→ **Selection**:
_ _ _ _ _
Postby Arthur Crabtree » Mon Dec 12, 2016 3:59 pm

15. England v Sri Lanka at the Oval, London. August, 1998.

Sri Lanka won by 10 wickets.

The late nineties really was an era when it was the hope that killed you. England competed thrillingly with the West Indies at times in this period. They went 1-0 up at Edgbaston in 1997 in a compelling opening Ashes Test, but conceded the prize long before the Oval. And in 1998, they beat South Africa at home in a spellbinding encounter, admittedly marred by controversial umpiring. Mike Atherton and Alec Stewart scored nearly 500 runs each and Angus Fraser and Darren Gough were devastating. Scheduled onto the end of that summer was a one-off Test against Sri Lanka.

England clearly had something going for them, especially when Gough and Fraser could be got onto the pitch. Questions remain about the appointments made to crucial positions by the ECB. Ray Illingworth appeared uncommitted and out of touch and was unable to unburden beleaguered skippers Mike Atherton and encumbered factotum Alec Stewart.Ted Dexter was plain strange. David Lloyd, in charge this summer, was a trier and no more. A generation of decent batters underachieved, like Hussain, Crawley, Hick, Ramprakash and Butcher, and the era now looks worse for the same squad subsequently being turned into a fine side by the saviour Duncan Fletcher. Some players, like Andy Caddick, Graham Thorpe and Phil Tufnell were left out for reportedly not being liked.

It seems remarkable that as late as 1998, England were still playing single Tests against Sri Lanka, this one a whole five years after their defeat in Colombo, two since their humbling to them in the 1996 World Cup. And what is also instructive is how quickly Muttiah Muralitharan got into their heads. This was their second Test against the controversial spinner. When England won in Sri Lanka in 2001 on a tour that came to be lauded as one of their greatest ever wins, it was not only their first ever series against Sri Lanka, it started with Murali's third Test against them.
_ _ _ _ _
→ **Point annotation records**:

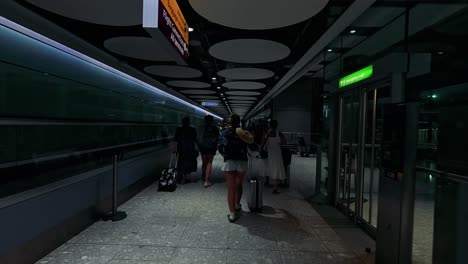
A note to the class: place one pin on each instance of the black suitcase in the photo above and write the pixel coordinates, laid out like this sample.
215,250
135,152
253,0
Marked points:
167,181
255,199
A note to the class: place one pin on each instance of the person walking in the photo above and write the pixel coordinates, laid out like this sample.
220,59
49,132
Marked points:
233,147
273,142
185,140
207,144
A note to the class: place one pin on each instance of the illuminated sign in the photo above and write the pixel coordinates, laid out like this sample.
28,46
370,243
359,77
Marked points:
210,104
357,76
164,21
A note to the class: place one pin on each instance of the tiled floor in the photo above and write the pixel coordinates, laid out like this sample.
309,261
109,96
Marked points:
190,226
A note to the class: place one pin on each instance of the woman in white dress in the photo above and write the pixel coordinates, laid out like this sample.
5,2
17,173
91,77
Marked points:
273,142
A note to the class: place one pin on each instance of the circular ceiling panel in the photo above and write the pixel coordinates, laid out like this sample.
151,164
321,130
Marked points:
242,93
188,84
258,14
137,47
241,98
197,92
246,74
103,12
173,71
249,50
244,85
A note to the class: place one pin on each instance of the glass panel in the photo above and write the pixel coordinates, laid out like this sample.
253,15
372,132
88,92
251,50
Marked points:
423,218
325,135
369,158
62,115
349,148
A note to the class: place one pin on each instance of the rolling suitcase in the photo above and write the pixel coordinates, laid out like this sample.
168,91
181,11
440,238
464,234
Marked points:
255,199
167,181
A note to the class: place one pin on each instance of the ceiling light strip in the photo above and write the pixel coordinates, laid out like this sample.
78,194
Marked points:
34,35
356,9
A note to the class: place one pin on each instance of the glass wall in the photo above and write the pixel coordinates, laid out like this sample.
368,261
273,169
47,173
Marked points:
61,115
419,49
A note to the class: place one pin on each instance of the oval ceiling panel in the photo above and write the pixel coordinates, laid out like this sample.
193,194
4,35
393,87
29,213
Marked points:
188,84
249,51
258,14
204,97
137,47
173,71
241,102
197,92
246,74
103,12
241,98
242,93
244,85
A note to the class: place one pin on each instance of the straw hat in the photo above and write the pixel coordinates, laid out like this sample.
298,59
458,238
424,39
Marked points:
245,135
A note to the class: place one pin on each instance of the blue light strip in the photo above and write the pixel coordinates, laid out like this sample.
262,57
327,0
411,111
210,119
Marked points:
14,26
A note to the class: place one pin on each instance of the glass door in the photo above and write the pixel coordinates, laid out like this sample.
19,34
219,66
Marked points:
371,165
348,150
360,133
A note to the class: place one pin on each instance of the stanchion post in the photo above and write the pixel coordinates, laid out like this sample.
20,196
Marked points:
115,215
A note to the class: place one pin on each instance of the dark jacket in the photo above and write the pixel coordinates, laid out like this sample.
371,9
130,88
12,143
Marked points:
231,146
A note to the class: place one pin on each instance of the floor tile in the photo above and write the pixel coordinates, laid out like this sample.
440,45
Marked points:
253,257
145,253
339,258
298,257
199,256
205,237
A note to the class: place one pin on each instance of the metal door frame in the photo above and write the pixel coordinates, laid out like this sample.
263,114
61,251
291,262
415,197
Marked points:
370,86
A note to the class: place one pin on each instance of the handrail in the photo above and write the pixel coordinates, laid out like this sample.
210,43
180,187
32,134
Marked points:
75,153
57,122
445,174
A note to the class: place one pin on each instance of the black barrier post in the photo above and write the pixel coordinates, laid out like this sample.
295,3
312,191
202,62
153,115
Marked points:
115,215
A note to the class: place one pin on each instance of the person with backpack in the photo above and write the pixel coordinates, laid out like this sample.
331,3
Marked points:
186,148
207,144
273,141
233,145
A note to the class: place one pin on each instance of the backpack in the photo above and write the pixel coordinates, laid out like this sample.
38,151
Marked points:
235,148
210,137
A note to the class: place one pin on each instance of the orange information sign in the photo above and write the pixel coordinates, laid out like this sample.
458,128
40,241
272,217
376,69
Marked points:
177,17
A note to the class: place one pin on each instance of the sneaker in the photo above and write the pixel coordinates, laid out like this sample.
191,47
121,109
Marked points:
232,219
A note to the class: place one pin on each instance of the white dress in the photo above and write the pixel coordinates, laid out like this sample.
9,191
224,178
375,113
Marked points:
275,158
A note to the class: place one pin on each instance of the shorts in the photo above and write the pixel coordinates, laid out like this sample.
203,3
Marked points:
235,165
207,151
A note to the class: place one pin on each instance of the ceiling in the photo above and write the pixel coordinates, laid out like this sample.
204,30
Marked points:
232,61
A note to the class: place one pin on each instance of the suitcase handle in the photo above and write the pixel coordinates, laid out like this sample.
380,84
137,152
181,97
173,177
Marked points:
172,156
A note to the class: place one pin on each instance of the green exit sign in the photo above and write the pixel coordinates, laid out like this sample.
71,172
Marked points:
357,76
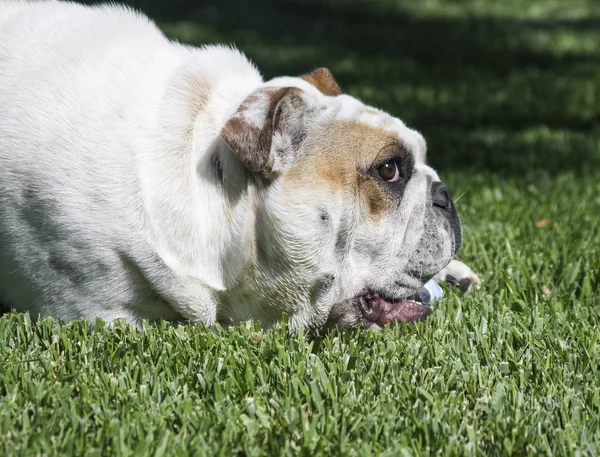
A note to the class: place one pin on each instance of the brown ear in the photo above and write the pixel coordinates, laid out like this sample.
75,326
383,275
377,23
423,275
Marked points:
249,132
323,80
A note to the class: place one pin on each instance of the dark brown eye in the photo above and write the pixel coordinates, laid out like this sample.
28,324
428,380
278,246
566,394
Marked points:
389,171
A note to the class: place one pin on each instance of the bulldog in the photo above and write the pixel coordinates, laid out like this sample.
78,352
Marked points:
145,179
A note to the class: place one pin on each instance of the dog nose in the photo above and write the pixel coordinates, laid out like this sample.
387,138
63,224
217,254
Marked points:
440,195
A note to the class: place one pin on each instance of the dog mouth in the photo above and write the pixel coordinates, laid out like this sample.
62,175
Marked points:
381,311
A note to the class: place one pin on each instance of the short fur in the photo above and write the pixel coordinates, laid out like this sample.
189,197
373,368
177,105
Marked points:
144,179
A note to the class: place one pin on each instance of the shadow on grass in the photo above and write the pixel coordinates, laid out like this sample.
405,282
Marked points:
498,94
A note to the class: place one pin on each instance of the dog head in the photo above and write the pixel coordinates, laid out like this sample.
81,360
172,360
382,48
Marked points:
350,221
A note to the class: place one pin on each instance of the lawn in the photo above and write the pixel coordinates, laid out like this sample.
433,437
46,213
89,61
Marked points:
507,95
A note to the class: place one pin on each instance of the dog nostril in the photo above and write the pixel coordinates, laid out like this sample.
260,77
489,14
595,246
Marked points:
440,195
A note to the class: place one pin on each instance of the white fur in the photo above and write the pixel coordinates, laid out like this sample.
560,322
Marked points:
109,206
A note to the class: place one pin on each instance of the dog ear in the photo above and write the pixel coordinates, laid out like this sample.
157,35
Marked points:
323,80
266,131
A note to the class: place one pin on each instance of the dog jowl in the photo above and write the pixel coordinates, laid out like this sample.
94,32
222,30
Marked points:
142,179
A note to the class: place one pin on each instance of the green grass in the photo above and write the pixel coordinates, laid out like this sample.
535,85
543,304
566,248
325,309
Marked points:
507,94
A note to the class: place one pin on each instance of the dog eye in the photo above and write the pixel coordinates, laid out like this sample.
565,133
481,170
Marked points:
389,171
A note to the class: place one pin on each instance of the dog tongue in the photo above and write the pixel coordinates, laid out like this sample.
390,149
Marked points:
404,311
382,312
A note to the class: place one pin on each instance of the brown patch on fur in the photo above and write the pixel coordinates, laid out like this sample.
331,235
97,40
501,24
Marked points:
252,145
341,158
323,80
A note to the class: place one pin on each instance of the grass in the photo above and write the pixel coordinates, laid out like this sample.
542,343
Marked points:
507,94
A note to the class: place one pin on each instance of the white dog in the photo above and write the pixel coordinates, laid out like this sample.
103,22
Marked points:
145,179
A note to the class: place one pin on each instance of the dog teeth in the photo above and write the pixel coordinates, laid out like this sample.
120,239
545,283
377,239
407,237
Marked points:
430,293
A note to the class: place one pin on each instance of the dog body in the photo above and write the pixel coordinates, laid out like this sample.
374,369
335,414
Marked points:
144,179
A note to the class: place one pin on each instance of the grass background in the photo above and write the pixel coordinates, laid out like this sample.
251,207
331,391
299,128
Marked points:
506,94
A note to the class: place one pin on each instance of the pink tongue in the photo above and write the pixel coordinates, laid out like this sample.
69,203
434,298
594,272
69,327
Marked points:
404,311
382,312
_ _ _ _ _
→ **Written problem 1**: Repeat the cricket post word for word, starting at "England clearly had" and ending at "not being liked.".
→ **Written problem 2**: Gather every line of the rows that contains the word "suitcase".
The cricket post and the rows were taken from separate places.

→ **Exercise output 1**:
England clearly had something going for them, especially when Gough and Fraser could be got onto the pitch. Questions remain about the appointments made to crucial positions by the ECB. Ray Illingworth appeared uncommitted and out of touch and was unable to unburden beleaguered skippers Mike Atherton and encumbered factotum Alec Stewart.Ted Dexter was plain strange. David Lloyd, in charge this summer, was a trier and no more. A generation of decent batters underachieved, like Hussain, Crawley, Hick, Ramprakash and Butcher, and the era now looks worse for the same squad subsequently being turned into a fine side by the saviour Duncan Fletcher. Some players, like Andy Caddick, Graham Thorpe and Phil Tufnell were left out for reportedly not being liked.

→ **Exercise output 2**:
A note to the class: place one pin on each instance of the black suitcase in the photo above and write the pixel coordinates, laid out like this sample.
A note to the class: place one pin on each instance of the rolling suitcase in the photo above and write the pixel coordinates, laid out like this sample.
A note to the class: place one pin on each instance of the suitcase handle in the photo above and write the pixel coordinates, laid out like this sample.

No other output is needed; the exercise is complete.